# Holiday Cookies, How Soon?



## Roll_Bones (Dec 14, 2014)

My wife wants to give cookies as presents.
How soon can she make them, so she can present them at Christmas?


----------



## Andy M. (Dec 14, 2014)

Now.  Make and freeze.  Then you can make a gift plate or package from the assortment of baked items in the freezer.  Most cookies freeze fine. 

SO finished her holiday baking weeks ago.


----------



## Roll_Bones (Dec 14, 2014)

Andy M. said:


> Now.  Make and freeze.  Then you can make a gift plate or package from the assortment of baked items in the freezer.  Most cookies freeze fine.
> 
> SO finished her holiday baking weeks ago.



Freeze?  I will tell her. Thanks Andy.


----------



## bakechef (Dec 14, 2014)

Yeah, I agree with Andy, cookies freeze well.  Since there is a relatively short time between now and christmas, the freezer won't have a change to change the quality much.  

This will make things a whole lot easier closer to christmas.

The cookies that I'm going to do that are simple drop cookies, I'll make the dough and scoop them and freeze the dough to deliver them super fresh to the neighbors, but for sugar, spritz, shortbread, I freeze those after baking.


----------



## CarolPa (Dec 17, 2014)

Most of my cookies were baked last week and are well wrapped in the freezer.  At the last minute I am going to make cheese cake bites and brownie bites, which don't freeze well.  They don't take long to defrost.  I open all the containers and fill my gift tins with a variety of cookies.


----------



## Roll_Bones (Dec 18, 2014)

Sounds like a plan!  Thanks.


----------

EXERCISE SET
[1] In the cookie thread, reproduce the passage from "Yeah, I agree" up to and including "closer to christmas.".
[2] Decide whether each statement agrees with the cookie thread, answering yes or no and quoting the deciding words: (a) bakechef freezes spritz cookies after baking them; (b) CarolPa says brownie bites freeze well; (c) CarolPa baked most of her cookies the week before her post.

STORED RECORDS
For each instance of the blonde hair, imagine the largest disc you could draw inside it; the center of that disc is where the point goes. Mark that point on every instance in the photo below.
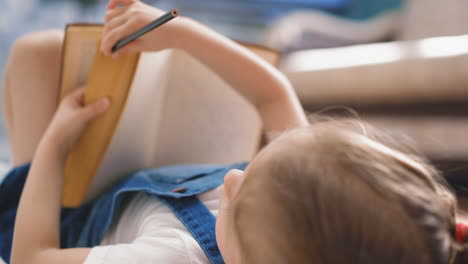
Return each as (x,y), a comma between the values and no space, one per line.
(336,194)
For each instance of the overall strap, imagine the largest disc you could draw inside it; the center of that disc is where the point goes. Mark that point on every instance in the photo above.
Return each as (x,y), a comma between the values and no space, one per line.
(200,222)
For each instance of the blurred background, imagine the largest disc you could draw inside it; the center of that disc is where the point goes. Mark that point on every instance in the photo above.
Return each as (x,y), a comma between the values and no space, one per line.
(378,57)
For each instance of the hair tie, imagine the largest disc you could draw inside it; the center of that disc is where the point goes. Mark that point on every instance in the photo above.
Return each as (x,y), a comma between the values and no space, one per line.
(461,234)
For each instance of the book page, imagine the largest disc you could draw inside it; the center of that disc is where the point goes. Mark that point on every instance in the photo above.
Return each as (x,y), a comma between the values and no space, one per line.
(204,120)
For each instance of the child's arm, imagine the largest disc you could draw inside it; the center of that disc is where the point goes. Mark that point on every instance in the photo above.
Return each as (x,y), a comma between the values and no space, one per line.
(37,226)
(264,86)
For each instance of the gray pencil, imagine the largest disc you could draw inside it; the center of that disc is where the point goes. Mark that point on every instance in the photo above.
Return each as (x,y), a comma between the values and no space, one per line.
(156,23)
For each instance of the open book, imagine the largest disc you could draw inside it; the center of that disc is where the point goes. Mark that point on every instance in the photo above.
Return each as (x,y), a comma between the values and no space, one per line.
(167,108)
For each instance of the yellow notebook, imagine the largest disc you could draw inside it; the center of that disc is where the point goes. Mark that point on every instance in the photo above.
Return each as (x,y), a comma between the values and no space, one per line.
(167,108)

TASK-BY-TASK OUTPUTS
[1]
Yeah, I agree with Andy, cookies freeze well.  Since there is a relatively short time between now and christmas, the freezer won't have a change to change the quality much.  

This will make things a whole lot easier closer to christmas.

[2]
(a) Yes: "but for sugar, spritz, shortbread, I freeze those after baking."
(b) No: "cheese cake bites and brownie bites, which don't freeze well."
(c) Yes: "Most of my cookies were baked last week and are well wrapped in the freezer."